**Required work:** Your reply should repeat all records verbatim and contain no images.

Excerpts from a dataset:
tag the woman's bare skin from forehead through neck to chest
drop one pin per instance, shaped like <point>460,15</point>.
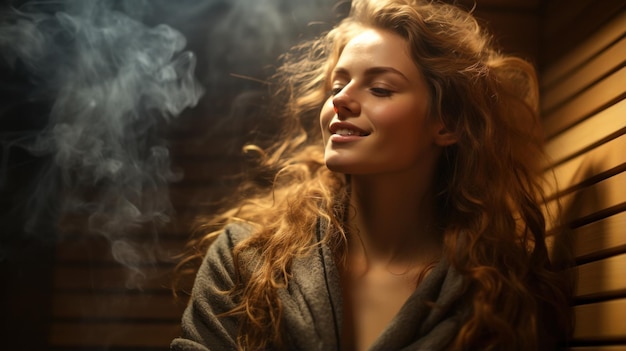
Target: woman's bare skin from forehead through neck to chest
<point>376,128</point>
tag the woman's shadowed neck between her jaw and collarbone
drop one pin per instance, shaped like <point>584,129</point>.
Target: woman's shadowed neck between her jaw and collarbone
<point>391,219</point>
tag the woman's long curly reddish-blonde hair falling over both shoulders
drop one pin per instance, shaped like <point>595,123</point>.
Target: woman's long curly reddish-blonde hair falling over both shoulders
<point>489,194</point>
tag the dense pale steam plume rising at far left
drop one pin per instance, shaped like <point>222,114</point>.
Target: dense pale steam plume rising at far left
<point>113,81</point>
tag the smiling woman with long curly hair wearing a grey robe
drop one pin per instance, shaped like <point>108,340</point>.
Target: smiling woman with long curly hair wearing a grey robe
<point>410,220</point>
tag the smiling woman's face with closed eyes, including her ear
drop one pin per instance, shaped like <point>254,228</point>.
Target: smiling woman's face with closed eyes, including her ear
<point>376,120</point>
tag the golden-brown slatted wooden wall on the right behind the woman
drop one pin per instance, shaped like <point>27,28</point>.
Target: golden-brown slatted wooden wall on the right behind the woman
<point>583,82</point>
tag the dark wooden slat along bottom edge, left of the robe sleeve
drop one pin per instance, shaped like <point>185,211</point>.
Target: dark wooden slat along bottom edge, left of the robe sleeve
<point>131,335</point>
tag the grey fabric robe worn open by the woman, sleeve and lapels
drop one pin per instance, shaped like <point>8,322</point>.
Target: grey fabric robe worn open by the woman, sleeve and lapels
<point>312,305</point>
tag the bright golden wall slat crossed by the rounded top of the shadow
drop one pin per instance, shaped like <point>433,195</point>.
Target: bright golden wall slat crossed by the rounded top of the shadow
<point>572,173</point>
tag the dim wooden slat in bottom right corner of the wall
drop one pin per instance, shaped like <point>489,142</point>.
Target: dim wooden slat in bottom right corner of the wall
<point>600,321</point>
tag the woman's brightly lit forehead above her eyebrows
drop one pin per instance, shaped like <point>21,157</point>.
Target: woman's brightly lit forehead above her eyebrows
<point>375,47</point>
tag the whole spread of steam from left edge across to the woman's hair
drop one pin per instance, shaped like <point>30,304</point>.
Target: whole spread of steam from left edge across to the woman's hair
<point>111,74</point>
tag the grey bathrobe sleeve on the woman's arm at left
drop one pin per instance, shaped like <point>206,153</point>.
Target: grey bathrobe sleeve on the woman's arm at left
<point>202,330</point>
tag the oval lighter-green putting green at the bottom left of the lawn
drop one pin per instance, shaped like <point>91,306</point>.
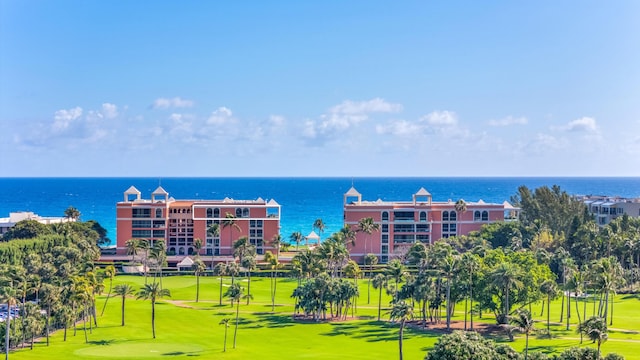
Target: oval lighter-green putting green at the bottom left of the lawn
<point>138,350</point>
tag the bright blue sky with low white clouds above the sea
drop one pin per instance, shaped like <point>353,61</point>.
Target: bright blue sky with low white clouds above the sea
<point>326,88</point>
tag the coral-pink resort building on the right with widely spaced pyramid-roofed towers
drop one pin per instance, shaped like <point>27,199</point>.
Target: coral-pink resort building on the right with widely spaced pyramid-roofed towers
<point>403,223</point>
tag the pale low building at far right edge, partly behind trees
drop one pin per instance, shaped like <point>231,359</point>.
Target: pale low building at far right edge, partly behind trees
<point>607,208</point>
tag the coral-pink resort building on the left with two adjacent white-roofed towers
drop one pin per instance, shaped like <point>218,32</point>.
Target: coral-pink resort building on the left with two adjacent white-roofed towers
<point>180,222</point>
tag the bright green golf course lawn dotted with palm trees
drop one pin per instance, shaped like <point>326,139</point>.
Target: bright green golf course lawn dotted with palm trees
<point>186,329</point>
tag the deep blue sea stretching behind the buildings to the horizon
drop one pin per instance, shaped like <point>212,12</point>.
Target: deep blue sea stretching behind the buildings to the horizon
<point>302,199</point>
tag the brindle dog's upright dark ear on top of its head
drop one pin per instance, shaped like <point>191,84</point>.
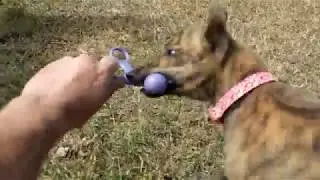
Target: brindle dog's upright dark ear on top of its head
<point>216,33</point>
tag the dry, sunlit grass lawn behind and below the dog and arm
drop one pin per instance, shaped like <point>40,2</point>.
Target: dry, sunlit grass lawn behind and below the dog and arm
<point>133,137</point>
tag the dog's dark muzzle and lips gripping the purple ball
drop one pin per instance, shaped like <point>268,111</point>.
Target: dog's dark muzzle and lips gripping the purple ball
<point>137,78</point>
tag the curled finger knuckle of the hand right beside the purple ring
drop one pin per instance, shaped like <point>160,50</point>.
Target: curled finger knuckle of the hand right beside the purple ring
<point>109,65</point>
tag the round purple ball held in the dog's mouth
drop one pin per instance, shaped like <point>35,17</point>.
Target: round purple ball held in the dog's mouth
<point>155,84</point>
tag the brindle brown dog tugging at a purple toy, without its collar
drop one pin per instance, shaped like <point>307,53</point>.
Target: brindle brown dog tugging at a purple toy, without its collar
<point>271,133</point>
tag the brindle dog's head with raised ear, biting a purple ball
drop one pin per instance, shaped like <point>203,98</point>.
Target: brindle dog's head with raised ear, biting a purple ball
<point>193,59</point>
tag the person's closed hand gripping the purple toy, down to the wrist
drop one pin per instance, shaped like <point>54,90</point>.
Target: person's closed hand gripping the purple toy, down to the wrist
<point>73,89</point>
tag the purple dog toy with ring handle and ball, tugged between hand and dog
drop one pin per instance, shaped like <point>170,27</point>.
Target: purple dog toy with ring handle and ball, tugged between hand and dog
<point>154,84</point>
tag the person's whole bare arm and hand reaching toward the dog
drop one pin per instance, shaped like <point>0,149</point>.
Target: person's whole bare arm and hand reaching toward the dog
<point>60,97</point>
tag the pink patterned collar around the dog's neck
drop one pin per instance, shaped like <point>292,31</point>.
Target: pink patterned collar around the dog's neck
<point>236,92</point>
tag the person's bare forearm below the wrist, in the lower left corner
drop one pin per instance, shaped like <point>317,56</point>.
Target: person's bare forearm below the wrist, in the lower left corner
<point>27,133</point>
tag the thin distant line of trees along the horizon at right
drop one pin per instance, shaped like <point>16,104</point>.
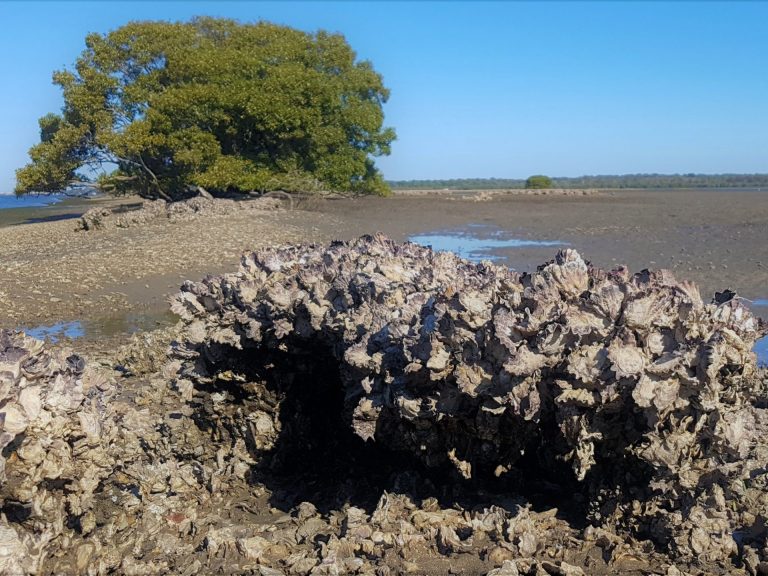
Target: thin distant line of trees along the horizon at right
<point>622,181</point>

**Problem solution:**
tag the woman's bare skin from forehead through neck to chest
drop one pin per instance, shaped like <point>460,15</point>.
Target: woman's bare skin from forehead through neck to chest
<point>376,128</point>
tag the woman's shadowed neck between her jaw and collarbone
drop one pin per instance, shaped like <point>584,129</point>.
Target: woman's shadowed neck between her jaw and collarbone
<point>391,219</point>
tag the woman's long curly reddish-blonde hair falling over both shoulders
drop one pin per instance, shaped like <point>595,123</point>.
Target: woman's long curly reddish-blonde hair falling over both shoulders
<point>489,194</point>
tag the dense pale steam plume rising at far left
drop one pin per instance, shaped like <point>222,114</point>.
Target: dense pale steam plume rising at far left
<point>113,81</point>
tag the smiling woman with long curly hair wearing a grey robe
drop one pin per instance, shaped like <point>108,340</point>.
Target: smiling woman with long curly hair wearing a grey robe
<point>410,220</point>
tag the smiling woman's face with closed eyes, including her ear
drop one pin per instance, shaped like <point>254,228</point>.
Target: smiling woman's face with closed eyes, including her ear
<point>376,120</point>
tag the golden-brown slatted wooden wall on the right behind the woman
drop one pin per instance, shaped like <point>27,28</point>.
Target: golden-brown slatted wooden wall on the right behind the woman
<point>583,82</point>
tag the dark wooden slat along bottom edge, left of the robe sleeve
drop one pin per instance, shaped like <point>185,211</point>.
Target: dark wooden slat along bottom edge, left of the robe sleeve
<point>131,335</point>
tag the grey fabric robe worn open by the woman, sleeve and lapels
drop one pin per instance, shaped like <point>8,322</point>.
Target: grey fabric robe worn open by the woman, sleeve and lapels
<point>312,305</point>
tag the bright golden wall slat crossed by the rounded top of the shadow
drop one pin per instance, shaped like <point>433,195</point>.
Target: bright golden wall slat crossed by the rounded top of the shadow
<point>572,173</point>
tag the dim wooden slat in bottom right corner of the wall
drop one pin per instance, shaped like <point>489,142</point>.
Target: dim wooden slat in bottom right corner of the wall
<point>600,321</point>
tag the woman's brightly lit forehead above her eyebrows
drop one pin per instance, shaped like <point>21,157</point>.
Target: woman's brightly lit forehead above her eyebrows
<point>375,47</point>
tag the whole spread of steam from left edge across to the woman's hair
drop one pin per instance, shaped like <point>30,304</point>.
Target: whole spread of steam from left edge across to the woman's hair
<point>111,74</point>
tag the grey bathrobe sleeve on the woman's arm at left
drop one pin per instance, shaped like <point>206,153</point>.
Target: grey bathrobe sleeve on the woman's arm at left
<point>202,330</point>
tag the oval lighter-green putting green at the bottom left of the lawn
drop one pin per instance, shaped like <point>91,306</point>.
Target: oval lighter-green putting green at the bottom left of the lawn
<point>138,350</point>
tag the bright blue sky with low white clouds above the sea
drop one pin per instance, shaped like <point>353,61</point>.
Target: bright blue sky with low white clouds above the sea
<point>326,88</point>
tag the coral-pink resort building on the right with widely spaced pyramid-roofed towers
drop one pin per instance, shaped like <point>27,199</point>.
Target: coral-pink resort building on the right with widely spaced pyramid-roofed towers
<point>403,223</point>
tag the pale low building at far right edge, partly behind trees
drop one pin per instance, shaped like <point>231,359</point>.
Target: pale low building at far right edge, partly behind trees
<point>607,208</point>
tag the coral-pink resort building on the left with two adjacent white-roofed towers
drop one pin per instance, shaped like <point>218,32</point>.
Target: coral-pink resort building on the left with two adjacent white-roofed towers
<point>180,222</point>
tag the bright green golf course lawn dotted with palm trees
drop one pin per instance, shaped like <point>326,139</point>.
Target: bright green golf course lawn dotted with palm trees
<point>186,329</point>
tag the deep blue sea stretching behind the buildings to the horizon
drop one pin per instance, shaped like <point>212,12</point>.
Target: deep blue sea stretching behind the buildings to the horizon
<point>302,199</point>
tag the brindle dog's upright dark ear on top of its head
drop one pin per instance, shaped like <point>191,84</point>.
Target: brindle dog's upright dark ear on top of its head
<point>216,33</point>
tag the dry, sunlit grass lawn behind and below the dog and arm
drop one pin per instance, shaped like <point>40,2</point>.
Target: dry, sunlit grass lawn behind and below the dog and arm
<point>133,137</point>
tag the dog's dark muzzle and lips gripping the purple ball
drop one pin per instance, shaped like <point>268,111</point>.
Target: dog's dark muzzle and lips gripping the purple ball
<point>137,78</point>
tag the curled finger knuckle of the hand right beside the purple ring
drop one pin per instance, shaped like <point>160,50</point>.
Target: curled finger knuckle of the hand right beside the purple ring
<point>109,65</point>
tag the round purple ball held in the dog's mouth
drop one pin per instance, shaped like <point>35,17</point>.
Target: round purple ball held in the dog's mouth
<point>155,84</point>
tag the brindle brown dog tugging at a purple toy, without its collar
drop one pin per instance, shaped like <point>307,53</point>.
Target: brindle brown dog tugging at a purple toy, without its collar
<point>271,133</point>
tag the brindle dog's head with raised ear, biting a purple ball
drop one pin per instance, shaped like <point>203,98</point>.
Target: brindle dog's head with raised ear, biting a purple ball
<point>193,59</point>
tag the person's closed hand gripping the purple toy, down to the wrist
drop one pin per instance, shaped like <point>54,90</point>.
Target: person's closed hand gripping the purple toy, down to the wrist
<point>73,89</point>
tag the purple dog toy with ring handle and ball, tugged between hand and dog
drop one pin per instance, shaped like <point>170,27</point>.
Target: purple dog toy with ring handle and ball, tugged between hand and dog
<point>154,84</point>
tag the person's whole bare arm and hand reaching toward the dog
drop one pin per instance, shaped like <point>0,149</point>.
Target: person's whole bare arm and hand reaching toward the dog
<point>60,97</point>
tag the pink patterned collar around the dog's neck
drop one pin per instance, shaped like <point>292,31</point>.
Target: pink patterned collar around the dog's neck
<point>236,92</point>
tag the person's bare forearm below the wrist, in the lower left corner
drop one pin per instance, shaped like <point>317,56</point>.
Target: person's bare forearm below the wrist, in the lower left corner
<point>27,133</point>
tag the thin distant line of trees along the horizon at right
drop one pin per instance, shaped like <point>16,104</point>.
Target: thin distant line of trees along the horizon at right
<point>622,181</point>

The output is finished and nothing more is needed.